----- Texte présenté -----

Le cœur synthétique, Chloé Delaume (2020)
À retrouver chez Seuil
Prix Médicis 2020


Adélaïde, fraîchement libérée d’un amour aussi long que morne, se tient à 46 ans face à un challenge de taille : plonger tête la première dans les eaux tumultueuses de l’amour post-quarantaine. Son objectif est clair : trouver un partenaire pour partager la deuxième moitié de sa vie. Mais voilà, la réalité n’est pas tendre. Adélaïde réalise rapidement que dans cet univers impitoyable, le pouvoir de séduction décline à la vitesse de la lumière avec l’âge. Le marché est vaste, les hommes, moins nombreux, sont submergés de propositions de femmes célibataires. C’est le début d’une danse délicate entre compromis et stratégies pour ne pas être reléguée aux oubliettes et surtout : ne pas finir seule.

« Elle sait que c’est autre chose que la crise de la quarantaine, celle où tout le monde étouffe et fait un tas de conneries, celle où tout le monde se prouve qu’il est encore vivant. Cette fois-ci, rien n’explose, tout se dissout lentement. »

Chloé Delaume, met en lumière cette situation paradoxale dans laquelle Adélaïde se trouve, déchirée entre le pavillon féministe et le rêve tenace du couple hétérosexuel. C’est un numéro d’équilibriste complexe, entre affirmation de soi et normes sociales pesantes. Mais Adélaïde est une battante, que ce soit dans sa vie personnelle ou professionnelle. Elle jongle entre son rôle d’attachée de presse, un métier où le succès dépend souvent de l’image que l’on projette, et son désir ardent d’être simplement elle-même, sans artifices imposés par qui que ce soit.

----- Liste des items -----

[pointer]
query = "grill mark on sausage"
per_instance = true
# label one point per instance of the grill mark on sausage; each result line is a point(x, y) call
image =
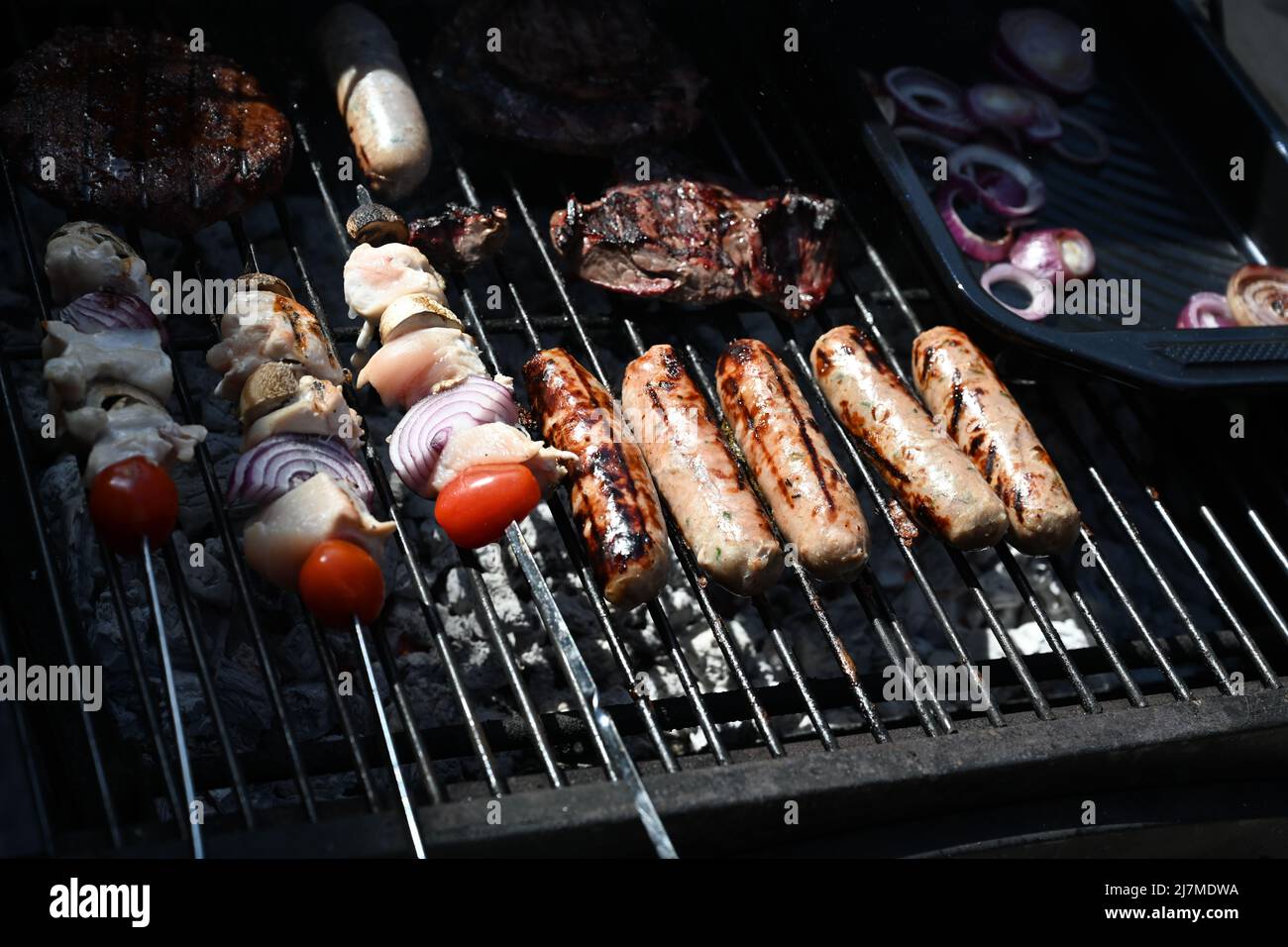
point(815, 462)
point(606, 463)
point(957, 403)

-----

◆ Consigne 1
Reproduisez la présentation du roman de « Chloé Delaume, met » à « que ce soit. ».
◆ Consigne 2
D'après la présentation du roman, quel métier exerce Adélaïde ?
◆ Consigne 3
Prolongez la présentation du roman Le cœur synthétique au-delà de sa dernière phrase.
Les items proviennent d'une autre source.

◆ Réponse 1
Chloé Delaume, met en lumière cette situation paradoxale dans laquelle Adélaïde se trouve, déchirée entre le pavillon féministe et le rêve tenace du couple hétérosexuel. C’est un numéro d’équilibriste complexe, entre affirmation de soi et normes sociales pesantes. Mais Adélaïde est une battante, que ce soit dans sa vie personnelle ou professionnelle. Elle jongle entre son rôle d’attachée de presse, un métier où le succès dépend souvent de l’image que l’on projette, et son désir ardent d’être simplement elle-même, sans artifices imposés par qui que ce soit.

◆ Réponse 2
Elle est attachée de presse.

◆ Réponse 3
Dans cette tornade émotionnelle, Chloé Delaume navigue entre les enjeux contemporains et les défis personnels. Elle nous plonge avec brio dans la vie d’Adélaïde, entourée de sa compagne à quatre pattes, Perdition, et de ses amies, formant un cercle de sororité qui transcende les clichés. Ensemble, elles réinventent l’amour, se soutenant mutuellement et démontrant que l’épanouissement peut se trouver en dehors des sentiers battus.

« Adélaïde ne voit plus Martin avec le regard de l’amour. La bienveillance s’est dissipée et le réel lui crève les yeux. Quand elle l’embrasse, les mains sur son visage, que ses doigts s’enfoncent dans son goitre, elle a la sensation que c’est de la gélatine, de la marmelade de chair. Ça ne la dégoûte pas vraiment, mais elle pense à Jabba le Hutt, et pendant que Martin la touche, son cerveau joue en boucle le début de La Marche impériale de Star Wars. Du coup, maintenant, au lit, elle a du mal à se concentrer. »

« Le cœur synthétique » fait office de portrait incisif et humoristique de la vie d’Adélaïde après 40 ans, une quête effrénée d’amour mais aussi de liberté. Se libérer du carcan des normes mais aussi de ses propres conditionnements. C’est un périple où chaque obstacle devient une leçon, chaque déception une opportunité, le tout arrosé d’une bonne dose d’humour. Un roman emprunt d’une fausse légéreté pour traiter un mal bien réel. C’est plutôt réussi.